How do you guys handle large projects?

abaga129

The Apprentice
I might finally have a band other than my own coming to record with me and actually pay me a decent price so I wanted to ask something out of curiosity. How do you mix whole albums and keep a consistent sound throughout. Do you mix one song and use it as a template for the rest of the album and make asjustments for each song? Do you save vst and channel presets? Do you mix each song separately? Or maybe you guys use completely different methods.
I could also use some tips on how to speed things up when working with multiple songs because I'm used to spending a week or more on just one song...

Thanks in advance guys.
 
I generally, with the band, decide on a song which we'll mix first that defines the sound of the album. From there I use that as a template. Lots of things won't change much from there.
 
Unless the songs are drastically different in terms of the tracking or tones (like genre blending or having some parts/song use an entirely different drum kit or something), I track and mix entire EPs and albums in one session the whole way through.
 
I'm also about to mix a whole album for the first time. All in one session sounds convenient but it scares me for some reason. I never considered it until this thread actually..
Thanks, something else to be stressed about, because I didn't have enough already...:ill:
 
I've done whole projects in one session before and also new sessions for each song. My last recording was a 2 song demo for my own band. Go figure, something strange happened with the OH mics between the 2 songs. Either something got moved or gain knobs got turned. Seriously pissed me off after spending a while getting a mix together then applying the template to the next song and finding out something was wrong.

**LISTED ENTRIES:**
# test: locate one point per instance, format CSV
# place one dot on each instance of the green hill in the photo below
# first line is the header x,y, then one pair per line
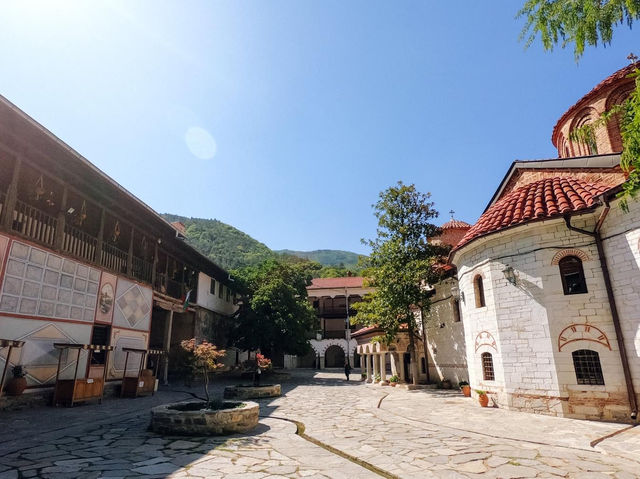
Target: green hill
x,y
222,243
326,257
231,248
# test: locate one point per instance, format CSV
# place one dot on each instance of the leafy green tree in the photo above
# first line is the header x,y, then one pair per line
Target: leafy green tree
x,y
584,23
401,263
274,314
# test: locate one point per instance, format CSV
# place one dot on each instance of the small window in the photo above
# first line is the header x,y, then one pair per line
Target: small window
x,y
101,335
456,311
478,289
587,366
572,275
487,367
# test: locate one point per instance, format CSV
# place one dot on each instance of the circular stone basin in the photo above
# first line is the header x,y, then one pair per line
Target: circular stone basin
x,y
166,419
252,392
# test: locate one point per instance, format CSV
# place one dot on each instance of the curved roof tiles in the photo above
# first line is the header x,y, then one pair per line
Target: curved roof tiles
x,y
542,199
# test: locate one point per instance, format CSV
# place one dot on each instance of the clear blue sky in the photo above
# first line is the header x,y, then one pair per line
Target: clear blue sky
x,y
287,118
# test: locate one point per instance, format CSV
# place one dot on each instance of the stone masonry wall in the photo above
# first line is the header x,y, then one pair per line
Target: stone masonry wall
x,y
522,325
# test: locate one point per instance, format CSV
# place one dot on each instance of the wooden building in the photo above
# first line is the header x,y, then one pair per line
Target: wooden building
x,y
84,261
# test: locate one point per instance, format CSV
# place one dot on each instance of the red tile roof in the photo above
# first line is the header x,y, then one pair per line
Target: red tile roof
x,y
346,282
622,73
542,199
455,224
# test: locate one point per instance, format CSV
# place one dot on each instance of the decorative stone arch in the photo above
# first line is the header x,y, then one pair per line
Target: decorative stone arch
x,y
582,332
321,347
485,338
583,117
569,252
616,97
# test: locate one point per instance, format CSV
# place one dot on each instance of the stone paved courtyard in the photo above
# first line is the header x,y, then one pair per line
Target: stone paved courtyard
x,y
371,431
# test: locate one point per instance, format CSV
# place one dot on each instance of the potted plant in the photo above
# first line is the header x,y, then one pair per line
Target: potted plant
x,y
483,399
17,385
465,388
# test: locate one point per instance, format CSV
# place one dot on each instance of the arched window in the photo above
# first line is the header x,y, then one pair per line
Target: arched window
x,y
572,275
456,311
478,290
587,366
487,367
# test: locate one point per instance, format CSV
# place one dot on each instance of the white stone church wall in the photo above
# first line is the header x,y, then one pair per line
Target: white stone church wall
x,y
445,337
534,369
621,234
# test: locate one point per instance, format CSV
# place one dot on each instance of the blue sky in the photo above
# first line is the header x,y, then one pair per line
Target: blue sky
x,y
287,118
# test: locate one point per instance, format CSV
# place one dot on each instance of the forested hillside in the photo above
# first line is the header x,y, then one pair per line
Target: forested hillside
x,y
326,257
222,243
231,248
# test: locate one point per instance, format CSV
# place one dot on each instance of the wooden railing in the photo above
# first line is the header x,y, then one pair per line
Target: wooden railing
x,y
114,259
3,201
34,224
141,269
79,243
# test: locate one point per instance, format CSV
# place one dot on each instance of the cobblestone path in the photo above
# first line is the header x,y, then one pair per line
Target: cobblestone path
x,y
410,435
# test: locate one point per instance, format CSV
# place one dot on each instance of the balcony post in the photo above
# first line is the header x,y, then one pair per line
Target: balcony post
x,y
130,254
12,197
155,264
59,237
100,238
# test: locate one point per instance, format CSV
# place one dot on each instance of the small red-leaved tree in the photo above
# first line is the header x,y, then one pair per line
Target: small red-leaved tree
x,y
206,358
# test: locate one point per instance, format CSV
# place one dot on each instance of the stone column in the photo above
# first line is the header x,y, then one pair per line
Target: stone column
x,y
376,366
167,345
383,369
403,376
394,365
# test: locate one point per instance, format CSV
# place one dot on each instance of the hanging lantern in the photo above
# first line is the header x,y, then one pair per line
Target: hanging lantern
x,y
39,190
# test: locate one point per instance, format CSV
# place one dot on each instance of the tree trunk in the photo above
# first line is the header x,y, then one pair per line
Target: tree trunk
x,y
206,384
412,352
424,344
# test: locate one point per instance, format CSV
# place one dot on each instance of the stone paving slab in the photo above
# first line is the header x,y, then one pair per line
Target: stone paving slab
x,y
411,435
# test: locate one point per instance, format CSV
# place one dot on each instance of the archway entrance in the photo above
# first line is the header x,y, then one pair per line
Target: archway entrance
x,y
308,360
334,357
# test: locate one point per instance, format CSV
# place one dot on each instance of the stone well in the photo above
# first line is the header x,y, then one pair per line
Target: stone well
x,y
252,392
165,420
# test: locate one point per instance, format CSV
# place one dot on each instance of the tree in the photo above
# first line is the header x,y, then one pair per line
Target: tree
x,y
274,314
205,357
590,22
401,263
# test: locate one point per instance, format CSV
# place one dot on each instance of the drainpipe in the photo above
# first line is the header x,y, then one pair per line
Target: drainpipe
x,y
595,234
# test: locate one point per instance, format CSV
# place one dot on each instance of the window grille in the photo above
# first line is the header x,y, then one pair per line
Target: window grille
x,y
572,275
478,289
487,367
587,366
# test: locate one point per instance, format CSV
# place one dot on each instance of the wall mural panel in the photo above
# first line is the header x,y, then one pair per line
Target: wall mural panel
x,y
38,356
106,298
124,338
4,241
43,284
133,305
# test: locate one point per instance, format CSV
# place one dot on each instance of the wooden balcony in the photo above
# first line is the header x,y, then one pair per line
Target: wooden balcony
x,y
114,259
79,244
34,224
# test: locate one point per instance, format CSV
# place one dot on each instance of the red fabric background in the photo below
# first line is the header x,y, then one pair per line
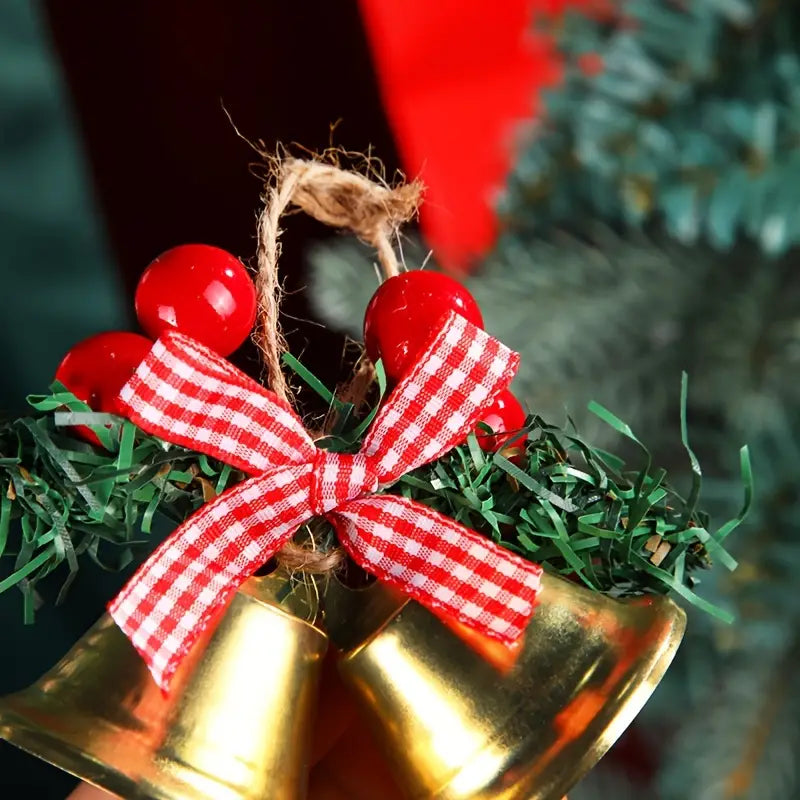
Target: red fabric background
x,y
458,77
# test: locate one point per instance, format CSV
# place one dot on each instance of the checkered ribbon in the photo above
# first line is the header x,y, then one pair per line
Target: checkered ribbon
x,y
186,394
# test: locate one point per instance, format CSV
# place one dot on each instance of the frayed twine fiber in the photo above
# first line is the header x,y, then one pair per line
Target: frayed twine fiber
x,y
373,211
337,197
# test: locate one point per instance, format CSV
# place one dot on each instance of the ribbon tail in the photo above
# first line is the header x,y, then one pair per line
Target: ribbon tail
x,y
452,571
186,583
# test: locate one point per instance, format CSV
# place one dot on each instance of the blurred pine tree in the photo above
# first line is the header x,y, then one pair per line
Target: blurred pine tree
x,y
651,225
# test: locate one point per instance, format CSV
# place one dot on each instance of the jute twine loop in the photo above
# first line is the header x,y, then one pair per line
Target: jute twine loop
x,y
373,211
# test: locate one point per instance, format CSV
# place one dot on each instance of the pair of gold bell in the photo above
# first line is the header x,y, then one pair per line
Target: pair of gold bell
x,y
451,718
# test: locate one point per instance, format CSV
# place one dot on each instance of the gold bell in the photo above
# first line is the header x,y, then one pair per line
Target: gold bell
x,y
456,722
236,725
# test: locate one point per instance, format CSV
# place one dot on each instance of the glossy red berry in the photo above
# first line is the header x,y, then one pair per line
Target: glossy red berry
x,y
505,417
200,290
96,369
405,312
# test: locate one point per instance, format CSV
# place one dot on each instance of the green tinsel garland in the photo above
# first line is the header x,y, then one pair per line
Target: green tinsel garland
x,y
555,499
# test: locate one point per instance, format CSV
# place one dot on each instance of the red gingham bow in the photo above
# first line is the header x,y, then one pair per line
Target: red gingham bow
x,y
188,395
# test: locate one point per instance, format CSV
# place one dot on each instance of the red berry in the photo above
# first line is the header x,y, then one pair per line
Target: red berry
x,y
505,417
96,369
200,290
405,312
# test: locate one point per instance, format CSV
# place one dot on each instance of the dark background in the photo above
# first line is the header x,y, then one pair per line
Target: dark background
x,y
146,83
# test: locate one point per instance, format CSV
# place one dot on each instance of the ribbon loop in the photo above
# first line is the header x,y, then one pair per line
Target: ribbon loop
x,y
339,477
188,395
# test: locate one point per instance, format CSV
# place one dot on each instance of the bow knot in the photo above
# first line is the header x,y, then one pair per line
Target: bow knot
x,y
188,395
339,477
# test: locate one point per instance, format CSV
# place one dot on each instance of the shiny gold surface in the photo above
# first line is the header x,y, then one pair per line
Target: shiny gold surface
x,y
235,727
456,725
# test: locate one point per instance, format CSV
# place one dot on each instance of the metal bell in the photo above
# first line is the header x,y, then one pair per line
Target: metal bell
x,y
457,720
236,725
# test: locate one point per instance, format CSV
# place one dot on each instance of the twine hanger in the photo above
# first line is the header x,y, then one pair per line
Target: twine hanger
x,y
374,212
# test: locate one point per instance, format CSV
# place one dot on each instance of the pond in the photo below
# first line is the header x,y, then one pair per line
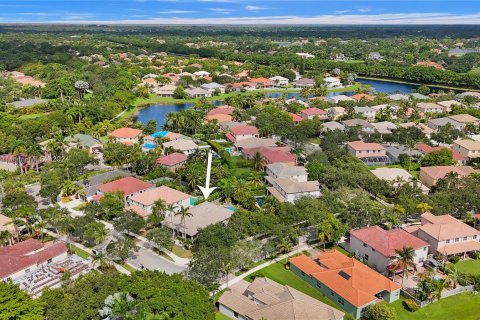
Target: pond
x,y
158,112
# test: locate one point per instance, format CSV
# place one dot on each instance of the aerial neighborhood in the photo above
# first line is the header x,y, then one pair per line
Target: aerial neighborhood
x,y
170,176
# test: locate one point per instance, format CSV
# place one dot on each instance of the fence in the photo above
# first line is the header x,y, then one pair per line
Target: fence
x,y
445,294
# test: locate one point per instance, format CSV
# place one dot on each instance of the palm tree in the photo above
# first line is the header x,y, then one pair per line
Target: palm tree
x,y
285,246
184,213
405,260
424,207
257,160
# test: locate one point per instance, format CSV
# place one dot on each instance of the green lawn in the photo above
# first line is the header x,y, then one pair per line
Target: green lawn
x,y
467,266
182,253
463,306
278,273
80,252
221,316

**WHAT THE TASK REQUIRES:** Rewrite the passage of the forum thread on mixing large projects that begins with "How do you guys" and ends with "completely different methods.", changing "vst" to "plugin".

**SOLUTION TO THIS PROBLEM:**
How do you guys handle large projects?

abaga129

The Apprentice
I might finally have a band other than my own coming to record with me and actually pay me a decent price so I wanted to ask something out of curiosity. How do you mix whole albums and keep a consistent sound throughout. Do you mix one song and use it as a template for the rest of the album and make asjustments for each song? Do you save plugin and channel presets? Do you mix each song separately? Or maybe you guys use completely different methods.